## Your assignment
In the article about the Hurricane Katrina euthanasia case, who inherited the case against Dr. Pou from Louisiana's Attorney General?

The doctor who escaped being indicted for alleged involuntary euthanasia in the chaotic aftermath of Hurricane Katrina is again in the news. Dr Anna Maria Pou, a well-known head-and-neck surgeon, was arrested last year and charged with administering lethal doses of morphine and the sedative Versed to nine patients. However, in July a grand jury decided not to indict her. In a long interview with Newsweek, she explained that she had only administered drugs to give pain relief:
"Let me tell you — God strike me dead — what we were trying to do was help the patients. Everything was done with their best interest in mind. First and foremost. Any medicines given were for comfort. If in doing so it hastened their deaths, then that’s what happened. But, this was not, ‘I’m going to go to the seventh floor and murder some people.’"
However, serious questions have emerged about the grand jury’s decision. The case against Dr Pou was originally brought by Louisiana’s Attorney General, Charles Foti, and five national experts in forensic medicine, palliative care and medical ethics were told to examine the facts. However, the case was inherited by District Attorney Eddie Jordan. Despite the damning conclusions reached by their study, he did not call them to testify before the grand jury. And because its deliberations are secret, it is not known whether their reports were even seen.
Prominent bioethicist Arthur Caplan, of the University of Pennsylvania, was scandalised. "In reviewing the facts and opinions, my conclusion is that the deaths of the nine persons at Memorial Medical Center in New Orleans are all cases of active euthanasia," Caplan wrote. "Each person died with massive doses of narcotic drugs in their bodies."

## Record set
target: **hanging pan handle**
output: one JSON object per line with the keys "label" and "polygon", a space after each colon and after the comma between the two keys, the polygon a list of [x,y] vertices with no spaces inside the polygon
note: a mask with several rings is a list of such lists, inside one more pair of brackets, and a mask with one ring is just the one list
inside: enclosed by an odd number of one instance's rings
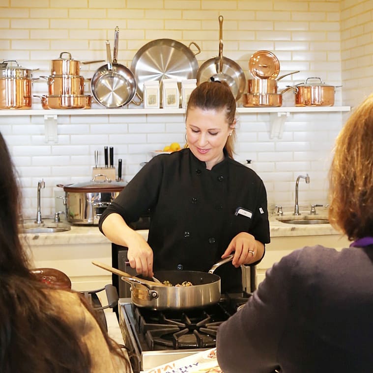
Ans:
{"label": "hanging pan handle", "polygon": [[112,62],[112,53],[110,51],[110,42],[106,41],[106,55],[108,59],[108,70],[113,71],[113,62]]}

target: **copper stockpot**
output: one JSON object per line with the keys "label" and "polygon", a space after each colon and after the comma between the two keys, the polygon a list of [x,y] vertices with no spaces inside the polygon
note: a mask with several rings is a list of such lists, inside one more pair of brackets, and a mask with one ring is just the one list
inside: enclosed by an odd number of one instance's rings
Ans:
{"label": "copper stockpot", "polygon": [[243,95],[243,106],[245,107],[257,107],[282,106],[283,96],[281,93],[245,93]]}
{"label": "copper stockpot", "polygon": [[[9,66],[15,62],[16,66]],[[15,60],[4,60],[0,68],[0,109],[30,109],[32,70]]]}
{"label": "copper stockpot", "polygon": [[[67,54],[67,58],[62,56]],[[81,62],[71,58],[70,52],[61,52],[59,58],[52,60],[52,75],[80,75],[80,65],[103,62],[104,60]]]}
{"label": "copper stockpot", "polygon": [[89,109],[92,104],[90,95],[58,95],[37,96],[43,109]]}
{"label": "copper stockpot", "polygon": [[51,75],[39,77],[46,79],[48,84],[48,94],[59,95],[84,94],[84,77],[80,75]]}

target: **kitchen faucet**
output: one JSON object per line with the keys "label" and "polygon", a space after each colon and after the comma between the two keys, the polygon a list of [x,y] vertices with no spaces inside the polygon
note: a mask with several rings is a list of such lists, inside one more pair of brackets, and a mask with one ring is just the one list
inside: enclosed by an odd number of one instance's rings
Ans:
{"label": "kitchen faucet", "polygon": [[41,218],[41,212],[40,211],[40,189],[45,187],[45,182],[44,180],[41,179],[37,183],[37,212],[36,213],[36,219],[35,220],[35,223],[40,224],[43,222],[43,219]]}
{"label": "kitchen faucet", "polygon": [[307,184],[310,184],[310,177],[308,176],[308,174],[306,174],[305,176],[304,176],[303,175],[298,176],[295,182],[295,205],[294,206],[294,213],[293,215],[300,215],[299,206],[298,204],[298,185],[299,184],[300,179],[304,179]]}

...

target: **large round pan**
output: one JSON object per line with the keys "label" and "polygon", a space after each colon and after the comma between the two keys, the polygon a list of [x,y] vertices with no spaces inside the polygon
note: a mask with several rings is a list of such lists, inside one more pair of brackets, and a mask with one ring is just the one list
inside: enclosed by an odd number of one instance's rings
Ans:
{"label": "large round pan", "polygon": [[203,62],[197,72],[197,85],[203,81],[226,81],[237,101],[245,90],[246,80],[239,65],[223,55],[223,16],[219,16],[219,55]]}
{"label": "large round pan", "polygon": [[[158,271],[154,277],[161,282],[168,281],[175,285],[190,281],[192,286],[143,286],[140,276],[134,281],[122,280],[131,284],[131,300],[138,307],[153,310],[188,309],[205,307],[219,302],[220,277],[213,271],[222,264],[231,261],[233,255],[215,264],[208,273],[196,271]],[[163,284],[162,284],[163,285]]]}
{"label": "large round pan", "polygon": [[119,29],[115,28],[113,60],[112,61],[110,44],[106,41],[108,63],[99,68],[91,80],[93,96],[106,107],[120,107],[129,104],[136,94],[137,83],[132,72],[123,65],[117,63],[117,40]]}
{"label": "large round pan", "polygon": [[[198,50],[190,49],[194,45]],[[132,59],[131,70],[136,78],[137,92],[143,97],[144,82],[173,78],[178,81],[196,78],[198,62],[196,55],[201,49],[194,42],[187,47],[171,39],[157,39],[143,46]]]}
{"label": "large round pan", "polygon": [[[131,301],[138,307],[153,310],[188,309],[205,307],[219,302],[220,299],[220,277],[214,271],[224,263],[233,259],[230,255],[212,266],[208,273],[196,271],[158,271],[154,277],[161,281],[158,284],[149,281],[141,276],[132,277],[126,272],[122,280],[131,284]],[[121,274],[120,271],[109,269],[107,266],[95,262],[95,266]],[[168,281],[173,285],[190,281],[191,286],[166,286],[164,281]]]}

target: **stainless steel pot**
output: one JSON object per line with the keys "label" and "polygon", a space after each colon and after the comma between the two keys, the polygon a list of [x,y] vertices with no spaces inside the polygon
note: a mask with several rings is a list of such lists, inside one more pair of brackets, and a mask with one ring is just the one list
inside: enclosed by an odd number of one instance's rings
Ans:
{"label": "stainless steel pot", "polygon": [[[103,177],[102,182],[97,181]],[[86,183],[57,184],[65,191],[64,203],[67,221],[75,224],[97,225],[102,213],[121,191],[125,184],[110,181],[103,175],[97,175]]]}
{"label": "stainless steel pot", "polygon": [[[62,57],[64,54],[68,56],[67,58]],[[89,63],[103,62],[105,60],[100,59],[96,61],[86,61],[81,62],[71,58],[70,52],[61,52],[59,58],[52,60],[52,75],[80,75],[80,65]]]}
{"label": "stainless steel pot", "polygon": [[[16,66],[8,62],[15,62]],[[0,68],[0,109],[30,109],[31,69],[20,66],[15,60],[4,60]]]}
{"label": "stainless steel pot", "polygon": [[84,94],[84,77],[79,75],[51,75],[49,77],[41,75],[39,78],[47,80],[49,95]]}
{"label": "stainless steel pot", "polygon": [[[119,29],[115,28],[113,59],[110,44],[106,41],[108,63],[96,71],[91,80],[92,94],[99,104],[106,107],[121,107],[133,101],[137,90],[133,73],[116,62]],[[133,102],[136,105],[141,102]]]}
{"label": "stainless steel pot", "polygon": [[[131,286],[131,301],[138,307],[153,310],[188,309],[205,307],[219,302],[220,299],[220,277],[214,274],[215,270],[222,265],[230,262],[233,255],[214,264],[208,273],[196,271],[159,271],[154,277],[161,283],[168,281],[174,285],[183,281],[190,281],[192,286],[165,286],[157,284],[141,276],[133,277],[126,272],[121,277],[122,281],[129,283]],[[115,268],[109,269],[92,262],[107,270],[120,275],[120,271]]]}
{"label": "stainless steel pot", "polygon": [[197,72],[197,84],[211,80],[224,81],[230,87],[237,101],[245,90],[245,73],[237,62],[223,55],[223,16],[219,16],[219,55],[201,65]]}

...

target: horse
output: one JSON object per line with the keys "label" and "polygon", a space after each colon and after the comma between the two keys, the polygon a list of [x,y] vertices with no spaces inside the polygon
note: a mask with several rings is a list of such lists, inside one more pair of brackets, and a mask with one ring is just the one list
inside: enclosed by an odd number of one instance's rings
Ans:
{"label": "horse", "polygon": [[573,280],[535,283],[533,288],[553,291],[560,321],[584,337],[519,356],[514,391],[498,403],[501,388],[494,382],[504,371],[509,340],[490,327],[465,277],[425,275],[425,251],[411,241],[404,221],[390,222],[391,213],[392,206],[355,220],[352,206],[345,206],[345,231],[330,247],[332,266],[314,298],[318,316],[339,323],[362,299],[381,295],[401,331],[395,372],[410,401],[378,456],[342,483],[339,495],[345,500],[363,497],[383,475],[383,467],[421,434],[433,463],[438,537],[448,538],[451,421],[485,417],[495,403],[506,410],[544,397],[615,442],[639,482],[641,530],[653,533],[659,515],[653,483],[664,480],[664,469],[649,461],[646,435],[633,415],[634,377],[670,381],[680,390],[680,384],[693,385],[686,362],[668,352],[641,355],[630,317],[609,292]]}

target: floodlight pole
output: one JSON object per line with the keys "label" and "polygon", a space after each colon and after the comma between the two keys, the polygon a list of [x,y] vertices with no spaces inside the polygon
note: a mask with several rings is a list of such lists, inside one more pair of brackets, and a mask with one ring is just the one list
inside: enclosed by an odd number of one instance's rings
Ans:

## Output of the exercise
District Attorney Eddie Jordan